== WHAT YOU HAVE TO DO ==
Convert the rows below into a two-column CSV with the headers input and output, one line per row. Put each row's text in input and its answer in output, each as a single quoted field with line breaks replaced by spaces.
[begin SOURCE MATERIAL]
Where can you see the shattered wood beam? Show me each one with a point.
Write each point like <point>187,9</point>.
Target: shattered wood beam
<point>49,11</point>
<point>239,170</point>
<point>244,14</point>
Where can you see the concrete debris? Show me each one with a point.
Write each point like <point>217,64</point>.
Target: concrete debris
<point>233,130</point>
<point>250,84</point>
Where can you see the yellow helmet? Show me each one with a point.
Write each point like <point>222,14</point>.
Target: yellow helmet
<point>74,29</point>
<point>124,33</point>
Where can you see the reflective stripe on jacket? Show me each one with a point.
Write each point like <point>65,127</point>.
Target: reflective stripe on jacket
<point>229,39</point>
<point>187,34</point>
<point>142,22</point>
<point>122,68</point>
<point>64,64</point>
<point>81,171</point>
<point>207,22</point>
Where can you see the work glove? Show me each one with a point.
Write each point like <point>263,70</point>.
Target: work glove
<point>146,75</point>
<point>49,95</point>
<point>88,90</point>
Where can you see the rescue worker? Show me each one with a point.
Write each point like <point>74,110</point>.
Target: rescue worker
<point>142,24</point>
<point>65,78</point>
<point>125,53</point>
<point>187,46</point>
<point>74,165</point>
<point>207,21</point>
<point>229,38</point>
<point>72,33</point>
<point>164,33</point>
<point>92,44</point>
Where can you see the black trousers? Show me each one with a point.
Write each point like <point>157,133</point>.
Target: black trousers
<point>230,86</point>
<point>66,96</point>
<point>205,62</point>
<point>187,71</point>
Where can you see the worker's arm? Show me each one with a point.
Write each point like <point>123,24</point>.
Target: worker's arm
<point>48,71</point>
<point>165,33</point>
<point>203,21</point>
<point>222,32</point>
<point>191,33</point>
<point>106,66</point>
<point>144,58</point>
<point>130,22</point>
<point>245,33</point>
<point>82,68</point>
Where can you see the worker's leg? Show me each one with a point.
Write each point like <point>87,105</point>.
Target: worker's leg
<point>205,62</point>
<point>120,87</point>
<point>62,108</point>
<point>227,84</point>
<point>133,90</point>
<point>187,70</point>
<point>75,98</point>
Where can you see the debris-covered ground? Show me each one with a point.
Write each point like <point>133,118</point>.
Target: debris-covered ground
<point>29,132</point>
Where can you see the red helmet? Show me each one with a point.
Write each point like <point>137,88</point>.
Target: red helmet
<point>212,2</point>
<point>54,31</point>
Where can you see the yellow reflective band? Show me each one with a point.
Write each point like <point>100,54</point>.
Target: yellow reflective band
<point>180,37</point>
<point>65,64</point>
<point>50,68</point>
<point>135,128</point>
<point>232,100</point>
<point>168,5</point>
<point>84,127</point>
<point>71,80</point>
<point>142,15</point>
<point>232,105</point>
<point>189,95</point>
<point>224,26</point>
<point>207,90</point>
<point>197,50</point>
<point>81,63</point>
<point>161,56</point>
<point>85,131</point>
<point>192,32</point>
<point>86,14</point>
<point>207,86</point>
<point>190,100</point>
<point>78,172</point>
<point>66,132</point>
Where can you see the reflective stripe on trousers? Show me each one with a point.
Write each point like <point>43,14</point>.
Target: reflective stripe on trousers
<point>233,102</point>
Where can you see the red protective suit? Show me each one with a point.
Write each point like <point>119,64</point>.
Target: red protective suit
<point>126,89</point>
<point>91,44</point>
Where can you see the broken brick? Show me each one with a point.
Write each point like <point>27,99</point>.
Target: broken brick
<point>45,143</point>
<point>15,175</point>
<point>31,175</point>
[end SOURCE MATERIAL]
== RESPONSE TO THE TASK ==
input,output
"Where can you see the shattered wood beam? Show me each one with a point. Write each point like <point>187,9</point>. Target: shattered wood beam","<point>49,11</point> <point>239,170</point> <point>244,14</point>"
"Where can you see the concrete debris? Show me each one with a point. Write each point like <point>217,64</point>. Target: concrete debris","<point>233,130</point> <point>250,84</point>"
"Where can you see the yellow helmet? Show me each one with a point. Write each point like <point>222,14</point>. Target: yellow helmet","<point>74,29</point> <point>124,33</point>"
"Where can you see the reflective stripe on jacket? Show me each one with a point. Write each point like <point>65,127</point>. Target: reflective stripe on jacket","<point>229,39</point> <point>187,34</point> <point>142,22</point> <point>122,68</point> <point>64,64</point> <point>81,171</point> <point>207,22</point>"
"Where can you see the work glove? Show me each one with a point. Write each point like <point>263,70</point>. Target: work glove","<point>146,75</point> <point>49,95</point> <point>88,90</point>"
"Where can you see the rescue worker? Show me each one with a point. Write each point like <point>74,110</point>. Target: rescue worker","<point>142,24</point> <point>65,78</point> <point>125,53</point> <point>187,46</point> <point>74,165</point> <point>207,21</point> <point>229,38</point> <point>72,33</point> <point>164,33</point> <point>92,44</point>"
"Where can you see the black trousers? Show me each one with a point. Write each point like <point>157,133</point>. Target: black trousers","<point>230,86</point> <point>66,96</point> <point>205,62</point> <point>187,71</point>"
"Where can you see the worker's arm? Show me each one with a point. Write each point like <point>123,24</point>. Target: worker's arm","<point>48,71</point> <point>165,33</point> <point>203,21</point> <point>222,32</point> <point>191,33</point> <point>106,66</point> <point>144,58</point> <point>130,22</point> <point>245,33</point> <point>82,68</point>"
"Where can you see the worker's leg? Show me each one with a point. Write each point like <point>87,105</point>. Target: worker's leg","<point>205,62</point> <point>120,87</point> <point>62,108</point> <point>227,84</point> <point>133,90</point> <point>187,70</point> <point>75,98</point>"
"Where can you see the debris-covered ground? Show me each one with a point. Write each point like <point>133,118</point>. Target: debris-covered ground","<point>29,132</point>"
"Where can you see the red helmet? Show me each one with a point. Write each point like <point>137,88</point>. Target: red helmet","<point>212,2</point> <point>54,31</point>"
"Where can you see the yellow reflective band? Show me each one with a point. Write each point like <point>100,54</point>. Target: yellow reflective band","<point>180,37</point> <point>65,64</point> <point>50,68</point> <point>135,128</point> <point>232,100</point> <point>168,5</point> <point>84,127</point> <point>71,80</point> <point>142,15</point> <point>232,105</point> <point>189,95</point> <point>224,26</point> <point>207,90</point> <point>197,50</point> <point>81,63</point> <point>161,56</point> <point>85,131</point> <point>192,32</point> <point>86,14</point> <point>207,86</point> <point>190,100</point> <point>78,172</point> <point>66,132</point>"
"Where can you see the reflective stripe on trousers? Show me each one with a point. Write each point like <point>43,14</point>. Target: reflective stripe on trousers","<point>233,102</point>"
"Where can you see the red protective suit? Show me each one with a point. Write each point like <point>119,64</point>. Target: red protective suit","<point>126,89</point> <point>91,44</point>"
"Where can you see the broken brick? Show me each one with a point. Write each point like <point>27,99</point>. Target: broken brick","<point>45,143</point> <point>15,175</point> <point>31,175</point>"